YOUR ASSIGNMENT - The answer should contain only the lines running from the line with "Target: rock" to the end of the material, reproduced verbatim.

DATA EXTRACTS -

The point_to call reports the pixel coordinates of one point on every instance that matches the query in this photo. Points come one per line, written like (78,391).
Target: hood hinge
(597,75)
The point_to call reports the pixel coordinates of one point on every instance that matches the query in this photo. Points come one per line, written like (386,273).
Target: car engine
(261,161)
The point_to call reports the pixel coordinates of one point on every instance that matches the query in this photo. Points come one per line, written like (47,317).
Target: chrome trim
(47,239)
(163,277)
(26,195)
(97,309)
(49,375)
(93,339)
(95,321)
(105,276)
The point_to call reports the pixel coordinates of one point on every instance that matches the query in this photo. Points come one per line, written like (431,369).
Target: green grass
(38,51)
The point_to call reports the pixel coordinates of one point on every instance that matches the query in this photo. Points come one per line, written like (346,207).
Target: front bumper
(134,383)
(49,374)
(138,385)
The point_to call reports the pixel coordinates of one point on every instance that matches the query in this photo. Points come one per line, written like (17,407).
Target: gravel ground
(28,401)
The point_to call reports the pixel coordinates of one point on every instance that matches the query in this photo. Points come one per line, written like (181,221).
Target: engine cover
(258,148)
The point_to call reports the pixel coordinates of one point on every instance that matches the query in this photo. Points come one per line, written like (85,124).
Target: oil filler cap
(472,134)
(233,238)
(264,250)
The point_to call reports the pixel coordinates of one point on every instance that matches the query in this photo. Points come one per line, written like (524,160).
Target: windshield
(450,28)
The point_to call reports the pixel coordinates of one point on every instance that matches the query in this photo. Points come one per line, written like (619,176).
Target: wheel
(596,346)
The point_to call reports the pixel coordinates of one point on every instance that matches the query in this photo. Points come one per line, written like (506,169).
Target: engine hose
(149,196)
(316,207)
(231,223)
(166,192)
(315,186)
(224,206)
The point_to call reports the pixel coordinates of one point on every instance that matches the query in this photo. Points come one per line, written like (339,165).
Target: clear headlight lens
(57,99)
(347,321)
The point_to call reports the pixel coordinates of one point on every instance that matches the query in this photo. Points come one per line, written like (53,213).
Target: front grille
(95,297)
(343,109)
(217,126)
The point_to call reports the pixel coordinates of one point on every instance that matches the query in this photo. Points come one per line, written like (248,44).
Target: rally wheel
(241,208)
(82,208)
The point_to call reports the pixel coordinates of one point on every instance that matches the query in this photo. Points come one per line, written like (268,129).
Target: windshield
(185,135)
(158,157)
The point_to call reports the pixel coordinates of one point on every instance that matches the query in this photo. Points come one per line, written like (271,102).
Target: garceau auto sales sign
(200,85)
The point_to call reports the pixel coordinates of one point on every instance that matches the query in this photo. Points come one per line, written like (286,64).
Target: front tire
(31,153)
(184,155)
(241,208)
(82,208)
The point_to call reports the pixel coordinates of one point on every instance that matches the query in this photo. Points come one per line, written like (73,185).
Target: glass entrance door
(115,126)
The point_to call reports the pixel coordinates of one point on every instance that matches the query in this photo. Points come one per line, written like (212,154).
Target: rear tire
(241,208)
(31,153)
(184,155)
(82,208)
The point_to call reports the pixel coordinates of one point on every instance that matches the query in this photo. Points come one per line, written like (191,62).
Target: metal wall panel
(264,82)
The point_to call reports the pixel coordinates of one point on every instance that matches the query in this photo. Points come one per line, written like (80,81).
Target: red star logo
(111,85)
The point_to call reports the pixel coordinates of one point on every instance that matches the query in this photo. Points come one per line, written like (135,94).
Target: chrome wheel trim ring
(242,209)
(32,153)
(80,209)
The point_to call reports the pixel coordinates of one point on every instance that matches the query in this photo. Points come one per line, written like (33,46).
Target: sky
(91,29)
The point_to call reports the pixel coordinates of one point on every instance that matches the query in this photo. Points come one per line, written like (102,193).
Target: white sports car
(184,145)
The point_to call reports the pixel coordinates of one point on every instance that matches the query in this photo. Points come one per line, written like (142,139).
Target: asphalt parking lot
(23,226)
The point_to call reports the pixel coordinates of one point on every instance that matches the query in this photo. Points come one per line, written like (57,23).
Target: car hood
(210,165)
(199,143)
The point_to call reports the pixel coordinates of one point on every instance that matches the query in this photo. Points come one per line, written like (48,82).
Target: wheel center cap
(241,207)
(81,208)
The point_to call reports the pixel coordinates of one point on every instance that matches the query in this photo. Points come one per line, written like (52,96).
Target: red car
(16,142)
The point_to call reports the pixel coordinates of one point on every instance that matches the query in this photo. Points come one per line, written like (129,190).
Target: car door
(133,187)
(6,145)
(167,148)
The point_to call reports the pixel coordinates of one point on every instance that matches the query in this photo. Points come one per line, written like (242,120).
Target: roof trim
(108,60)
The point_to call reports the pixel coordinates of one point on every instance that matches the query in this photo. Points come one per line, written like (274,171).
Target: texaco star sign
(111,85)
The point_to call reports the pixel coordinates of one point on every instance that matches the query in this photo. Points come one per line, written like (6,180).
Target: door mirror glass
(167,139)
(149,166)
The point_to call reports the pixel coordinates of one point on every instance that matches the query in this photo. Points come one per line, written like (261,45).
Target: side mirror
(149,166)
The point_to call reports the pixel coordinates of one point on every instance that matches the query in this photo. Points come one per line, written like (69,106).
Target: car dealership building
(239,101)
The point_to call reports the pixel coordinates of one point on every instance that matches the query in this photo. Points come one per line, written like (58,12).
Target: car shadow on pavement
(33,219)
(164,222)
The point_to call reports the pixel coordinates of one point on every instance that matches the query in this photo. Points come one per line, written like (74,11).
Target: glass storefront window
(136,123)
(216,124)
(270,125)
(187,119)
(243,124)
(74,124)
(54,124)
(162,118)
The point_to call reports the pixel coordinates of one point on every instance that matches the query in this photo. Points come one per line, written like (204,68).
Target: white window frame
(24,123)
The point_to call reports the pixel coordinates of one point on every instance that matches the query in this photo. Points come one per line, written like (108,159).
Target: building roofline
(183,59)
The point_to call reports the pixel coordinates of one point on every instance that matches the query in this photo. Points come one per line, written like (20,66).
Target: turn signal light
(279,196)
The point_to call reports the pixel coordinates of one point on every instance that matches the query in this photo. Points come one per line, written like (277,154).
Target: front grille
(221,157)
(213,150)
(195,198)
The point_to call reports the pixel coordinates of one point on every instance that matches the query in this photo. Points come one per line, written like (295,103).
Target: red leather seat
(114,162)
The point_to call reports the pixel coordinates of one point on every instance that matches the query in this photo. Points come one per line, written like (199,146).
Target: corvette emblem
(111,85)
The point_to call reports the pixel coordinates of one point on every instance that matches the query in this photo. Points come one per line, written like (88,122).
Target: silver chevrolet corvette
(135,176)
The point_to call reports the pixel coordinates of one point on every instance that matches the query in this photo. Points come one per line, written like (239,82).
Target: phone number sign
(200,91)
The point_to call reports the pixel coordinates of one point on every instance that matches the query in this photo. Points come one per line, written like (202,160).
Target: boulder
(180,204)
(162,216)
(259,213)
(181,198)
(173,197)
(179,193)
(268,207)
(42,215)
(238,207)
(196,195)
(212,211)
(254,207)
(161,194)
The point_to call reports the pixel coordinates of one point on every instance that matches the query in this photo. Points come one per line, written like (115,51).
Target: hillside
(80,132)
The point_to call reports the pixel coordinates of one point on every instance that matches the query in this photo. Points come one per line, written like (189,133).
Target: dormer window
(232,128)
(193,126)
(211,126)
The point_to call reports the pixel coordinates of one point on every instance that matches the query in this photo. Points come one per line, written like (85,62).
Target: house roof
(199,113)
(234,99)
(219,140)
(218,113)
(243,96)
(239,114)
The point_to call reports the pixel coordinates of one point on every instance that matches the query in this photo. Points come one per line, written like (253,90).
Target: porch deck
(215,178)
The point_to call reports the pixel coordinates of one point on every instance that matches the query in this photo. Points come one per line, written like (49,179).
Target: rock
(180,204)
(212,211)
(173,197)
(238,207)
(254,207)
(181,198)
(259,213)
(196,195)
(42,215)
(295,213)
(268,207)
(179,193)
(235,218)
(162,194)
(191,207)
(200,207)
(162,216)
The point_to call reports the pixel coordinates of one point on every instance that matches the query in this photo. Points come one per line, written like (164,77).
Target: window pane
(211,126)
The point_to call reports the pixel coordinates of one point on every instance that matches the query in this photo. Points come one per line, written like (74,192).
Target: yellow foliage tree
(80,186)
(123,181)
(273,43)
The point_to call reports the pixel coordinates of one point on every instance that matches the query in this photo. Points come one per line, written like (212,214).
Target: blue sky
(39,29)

EXERCISE OUTPUT -
Target: rock
(180,204)
(212,211)
(173,197)
(238,207)
(254,207)
(181,198)
(259,213)
(196,195)
(42,215)
(295,213)
(268,207)
(179,193)
(235,218)
(162,194)
(191,207)
(200,207)
(162,216)
The point_to call reports the pixel coordinates of one point on every instance that matches the query in this photo. Points come one per line, written like (164,77).
Target: window pane
(211,126)
The point_to call reports the pixel coordinates of one point on every instance that matches the query in this photo. Points come one per line, written like (74,192).
Target: yellow foliage tree
(80,186)
(123,181)
(273,43)
The point_to call reports the pixel coordinates of one point on every instance that matches the query in this photo. Points come one per line, written like (212,214).
Target: blue sky
(39,29)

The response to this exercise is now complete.